Short problem:
From the line that holds "Task: point out the green tree, one" to the last line of the data, copy everything exactly; leave out all the rest.

Data extract:
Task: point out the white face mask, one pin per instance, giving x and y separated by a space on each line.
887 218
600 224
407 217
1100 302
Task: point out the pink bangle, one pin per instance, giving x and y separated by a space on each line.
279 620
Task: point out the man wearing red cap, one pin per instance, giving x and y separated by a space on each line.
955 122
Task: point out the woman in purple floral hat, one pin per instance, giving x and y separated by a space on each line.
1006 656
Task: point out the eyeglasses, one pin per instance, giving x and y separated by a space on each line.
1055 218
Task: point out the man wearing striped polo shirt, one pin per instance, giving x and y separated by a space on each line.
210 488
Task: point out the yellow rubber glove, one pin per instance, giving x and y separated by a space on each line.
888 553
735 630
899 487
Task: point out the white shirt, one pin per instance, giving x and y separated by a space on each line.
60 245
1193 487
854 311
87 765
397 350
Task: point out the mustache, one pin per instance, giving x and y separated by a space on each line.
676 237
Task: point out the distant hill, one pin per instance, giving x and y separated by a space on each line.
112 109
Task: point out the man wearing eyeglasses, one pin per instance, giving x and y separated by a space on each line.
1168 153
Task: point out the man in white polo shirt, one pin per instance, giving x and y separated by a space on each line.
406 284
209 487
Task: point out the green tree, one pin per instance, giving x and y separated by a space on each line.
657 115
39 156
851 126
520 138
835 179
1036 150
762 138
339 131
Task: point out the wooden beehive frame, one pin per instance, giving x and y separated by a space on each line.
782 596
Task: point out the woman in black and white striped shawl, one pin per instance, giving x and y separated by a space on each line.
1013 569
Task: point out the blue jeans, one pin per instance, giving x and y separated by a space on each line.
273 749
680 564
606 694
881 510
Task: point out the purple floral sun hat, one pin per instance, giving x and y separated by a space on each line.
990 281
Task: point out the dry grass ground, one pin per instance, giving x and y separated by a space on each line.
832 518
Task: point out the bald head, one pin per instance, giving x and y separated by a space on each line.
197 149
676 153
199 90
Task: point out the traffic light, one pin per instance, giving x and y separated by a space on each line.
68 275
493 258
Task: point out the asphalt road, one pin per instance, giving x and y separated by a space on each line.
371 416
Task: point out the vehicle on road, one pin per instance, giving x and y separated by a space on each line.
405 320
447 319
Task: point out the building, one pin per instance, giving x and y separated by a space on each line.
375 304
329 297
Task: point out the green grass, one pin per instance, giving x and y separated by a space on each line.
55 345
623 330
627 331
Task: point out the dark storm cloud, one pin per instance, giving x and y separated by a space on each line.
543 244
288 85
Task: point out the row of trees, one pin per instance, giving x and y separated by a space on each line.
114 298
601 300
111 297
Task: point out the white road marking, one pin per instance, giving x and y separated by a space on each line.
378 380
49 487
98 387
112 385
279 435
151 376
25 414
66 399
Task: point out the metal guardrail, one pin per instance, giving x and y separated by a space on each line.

Answer to this problem:
Task: point out the green tree, one pin per instance, giving x and y separated by a space on each line.
657 115
39 156
851 126
520 138
835 179
1036 150
762 138
339 131
Task: point out the wooden beehive frame, one pin per instance, giving x and y separated by a space on each line.
782 596
Task: point out the woman in black and white striped shawl, one pin per instance, giving x and y separated by a space on each line.
1013 569
Task: point out the blue jeans, one pin per instance, giving x and y separated by a space on each line.
273 749
680 564
606 694
881 510
Task: point out the purple floral sun hat, one pin per instance, giving x and y separated by a space on each line.
990 281
Task: point out the dry grass ground, one pin per instance, giving x and y separated by a space on each line.
832 518
Task: point out the bald head, one pin per instance, giving x and y separated by a space on each line.
197 149
676 153
199 90
Task: point out the traffic light, one pin per instance, giving x and y separated by a space on each line.
68 275
493 258
Task: point out the asphalt road, one pin per instance, giving x and y separated by a space on each line.
371 416
Task: point out the vehicle on road, one pin per instance, giving x and y separated by a space on each line.
405 320
447 319
Task: point out the building, one pin per instance, giving x and y separated by a space on each line.
375 304
329 297
Task: point out the green grass, one pin per instance, giving x and y separated by a space on each line.
55 345
623 330
627 331
Task: point out the dark storm cloud, one pin per instance, giving x and y separated by a space on each line.
543 244
288 85
Task: point out the row of trees, one pin per instance, giving x and y separated by a space on each line.
114 298
601 300
111 297
Task: point out the white road marking, one pin per instance, giving x and y separated by a space on each line.
378 380
49 487
98 387
112 385
279 435
151 376
25 414
66 399
Task: point out the metal guardrail, one pin per instance, giving x and y separated by a space on each line.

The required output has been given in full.